#### Material shown:
──────
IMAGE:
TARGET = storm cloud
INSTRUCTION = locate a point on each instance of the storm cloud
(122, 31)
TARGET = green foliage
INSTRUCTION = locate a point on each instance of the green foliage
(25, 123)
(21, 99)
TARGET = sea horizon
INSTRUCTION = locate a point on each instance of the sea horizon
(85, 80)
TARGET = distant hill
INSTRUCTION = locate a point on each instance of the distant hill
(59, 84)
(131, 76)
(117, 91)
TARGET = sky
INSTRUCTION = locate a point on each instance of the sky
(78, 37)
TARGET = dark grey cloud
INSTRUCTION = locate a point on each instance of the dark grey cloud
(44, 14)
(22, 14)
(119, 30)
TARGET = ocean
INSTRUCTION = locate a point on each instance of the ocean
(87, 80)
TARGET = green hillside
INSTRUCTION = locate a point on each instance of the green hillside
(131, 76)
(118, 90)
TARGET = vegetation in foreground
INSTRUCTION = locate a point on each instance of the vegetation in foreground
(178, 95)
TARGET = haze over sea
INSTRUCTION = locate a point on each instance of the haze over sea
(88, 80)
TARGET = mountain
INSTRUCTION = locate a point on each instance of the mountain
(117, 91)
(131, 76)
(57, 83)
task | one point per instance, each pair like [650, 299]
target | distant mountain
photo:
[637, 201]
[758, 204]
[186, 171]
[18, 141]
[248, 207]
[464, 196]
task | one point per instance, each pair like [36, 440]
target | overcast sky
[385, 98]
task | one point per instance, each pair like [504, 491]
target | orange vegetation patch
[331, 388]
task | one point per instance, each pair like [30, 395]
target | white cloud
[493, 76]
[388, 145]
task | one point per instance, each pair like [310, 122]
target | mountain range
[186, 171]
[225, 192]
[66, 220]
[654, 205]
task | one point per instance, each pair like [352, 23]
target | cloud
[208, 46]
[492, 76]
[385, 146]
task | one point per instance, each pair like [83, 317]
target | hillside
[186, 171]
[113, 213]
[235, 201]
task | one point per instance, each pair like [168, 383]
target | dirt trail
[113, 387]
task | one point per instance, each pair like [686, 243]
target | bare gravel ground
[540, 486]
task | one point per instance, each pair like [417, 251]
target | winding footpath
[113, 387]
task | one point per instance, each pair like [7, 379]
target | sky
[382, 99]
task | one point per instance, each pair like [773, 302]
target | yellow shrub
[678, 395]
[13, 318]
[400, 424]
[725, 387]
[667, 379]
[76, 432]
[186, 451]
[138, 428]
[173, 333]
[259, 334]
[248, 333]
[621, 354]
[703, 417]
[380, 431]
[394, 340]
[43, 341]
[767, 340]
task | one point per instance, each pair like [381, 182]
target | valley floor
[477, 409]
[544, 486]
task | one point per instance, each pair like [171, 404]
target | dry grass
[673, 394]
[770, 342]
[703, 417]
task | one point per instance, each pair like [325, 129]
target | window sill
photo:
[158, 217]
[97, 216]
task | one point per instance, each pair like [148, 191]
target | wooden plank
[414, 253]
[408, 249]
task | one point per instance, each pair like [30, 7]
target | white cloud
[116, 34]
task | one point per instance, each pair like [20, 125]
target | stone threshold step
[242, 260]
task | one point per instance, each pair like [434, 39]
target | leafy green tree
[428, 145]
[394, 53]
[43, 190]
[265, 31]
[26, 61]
──────
#### Exercise task:
Which lines run from the one containing "task | one point per instance, each pair like [7, 379]" to the end of the entries above? Quote exactly those, and only those.

#### Result of the task:
task | one point per instance, each pair like [7, 379]
target | sky
[382, 99]
task | one point per instance, each pair like [773, 302]
target | yellow shrub
[678, 395]
[13, 318]
[400, 424]
[725, 387]
[667, 379]
[76, 432]
[186, 451]
[138, 428]
[173, 333]
[259, 334]
[248, 333]
[621, 354]
[703, 417]
[380, 431]
[394, 340]
[43, 341]
[767, 340]
task | one point per instance, each pair like [381, 182]
target | valley floor
[477, 409]
[544, 486]
task | one point per instance, each pair like [171, 404]
target | dry grass
[673, 394]
[770, 342]
[703, 417]
task | one point per instance, each pair like [325, 129]
target | window sill
photo:
[158, 217]
[97, 216]
task | one point per instance, each pair like [148, 191]
target | wooden plank
[414, 253]
[408, 249]
task | one point per instance, each pair like [30, 7]
target | white cloud
[116, 34]
task | one point per instance, each pair like [20, 125]
target | stone threshold step
[242, 260]
task | one point per instance, each pair like [434, 39]
target | leafy green tree
[428, 145]
[394, 53]
[43, 190]
[265, 31]
[26, 61]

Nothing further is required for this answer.